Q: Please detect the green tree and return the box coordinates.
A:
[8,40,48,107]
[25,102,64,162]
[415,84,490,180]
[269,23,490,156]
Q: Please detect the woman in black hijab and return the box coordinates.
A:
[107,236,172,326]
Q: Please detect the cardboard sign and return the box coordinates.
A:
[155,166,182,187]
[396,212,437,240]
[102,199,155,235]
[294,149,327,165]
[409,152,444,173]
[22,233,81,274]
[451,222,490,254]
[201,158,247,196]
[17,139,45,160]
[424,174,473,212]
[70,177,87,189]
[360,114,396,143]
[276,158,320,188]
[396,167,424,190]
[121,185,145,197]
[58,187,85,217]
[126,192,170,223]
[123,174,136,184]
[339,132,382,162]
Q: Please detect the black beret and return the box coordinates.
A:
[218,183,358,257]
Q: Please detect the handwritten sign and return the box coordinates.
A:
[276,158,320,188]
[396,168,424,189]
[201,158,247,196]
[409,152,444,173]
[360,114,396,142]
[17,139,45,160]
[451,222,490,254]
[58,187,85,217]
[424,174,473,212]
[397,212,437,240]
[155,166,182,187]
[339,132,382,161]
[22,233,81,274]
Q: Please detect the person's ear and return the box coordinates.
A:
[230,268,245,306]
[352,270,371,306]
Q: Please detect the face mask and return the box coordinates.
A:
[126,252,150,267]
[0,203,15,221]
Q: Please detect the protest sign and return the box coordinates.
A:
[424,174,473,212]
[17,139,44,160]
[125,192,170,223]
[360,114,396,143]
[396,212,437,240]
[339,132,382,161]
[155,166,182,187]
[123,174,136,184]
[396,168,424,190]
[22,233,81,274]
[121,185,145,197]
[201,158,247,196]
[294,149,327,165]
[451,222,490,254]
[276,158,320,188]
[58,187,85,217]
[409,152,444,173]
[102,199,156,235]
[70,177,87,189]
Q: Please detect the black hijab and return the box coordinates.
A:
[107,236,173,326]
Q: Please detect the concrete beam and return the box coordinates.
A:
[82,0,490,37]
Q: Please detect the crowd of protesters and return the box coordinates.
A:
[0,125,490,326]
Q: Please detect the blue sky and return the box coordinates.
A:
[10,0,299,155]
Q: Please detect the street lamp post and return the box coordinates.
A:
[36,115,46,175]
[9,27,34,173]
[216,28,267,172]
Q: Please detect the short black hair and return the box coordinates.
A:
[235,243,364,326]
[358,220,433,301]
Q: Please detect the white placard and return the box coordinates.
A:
————
Shift every box coordinate in the answers up by 93 and write the lines out again, beginning at the line that has "Q: Please detect the face" and stopping after the final line. Keep everything other than those coordinates unchanged.

* _Written response_
Q: Please detect the face mask and return the box coordinates.
A:
[219,345,243,360]
[93,296,108,314]
Q: Please detect the protest sign and return the box coordinates.
A:
[517,267,566,305]
[110,232,137,253]
[218,285,263,316]
[453,207,489,236]
[489,305,530,333]
[432,225,475,254]
[248,259,275,280]
[216,267,229,277]
[489,261,517,283]
[115,326,174,367]
[214,278,238,290]
[294,251,340,289]
[387,242,420,258]
[544,315,583,347]
[369,251,413,281]
[151,280,178,310]
[502,245,537,266]
[195,292,249,328]
[163,270,180,282]
Q: Please detect the black hijab and return the box coordinates.
A:
[200,329,266,419]
Q: Please detect the concrete beam and return the box coordinates.
A:
[175,93,583,130]
Q: Please detect the crowd of protesters and return the box coordinates.
A:
[93,218,583,419]
Q: Please detect the blue sky and return the box coordinates.
A:
[103,93,392,248]
Q: Please detect the street lamp post and return the box coordinates.
A:
[129,208,139,268]
[102,120,127,266]
[309,121,360,265]
Q: Please detect the short black hair and return the box coordinates.
A:
[328,336,457,419]
[451,313,526,394]
Q: Please detect the white placard and return the box coordinates.
A:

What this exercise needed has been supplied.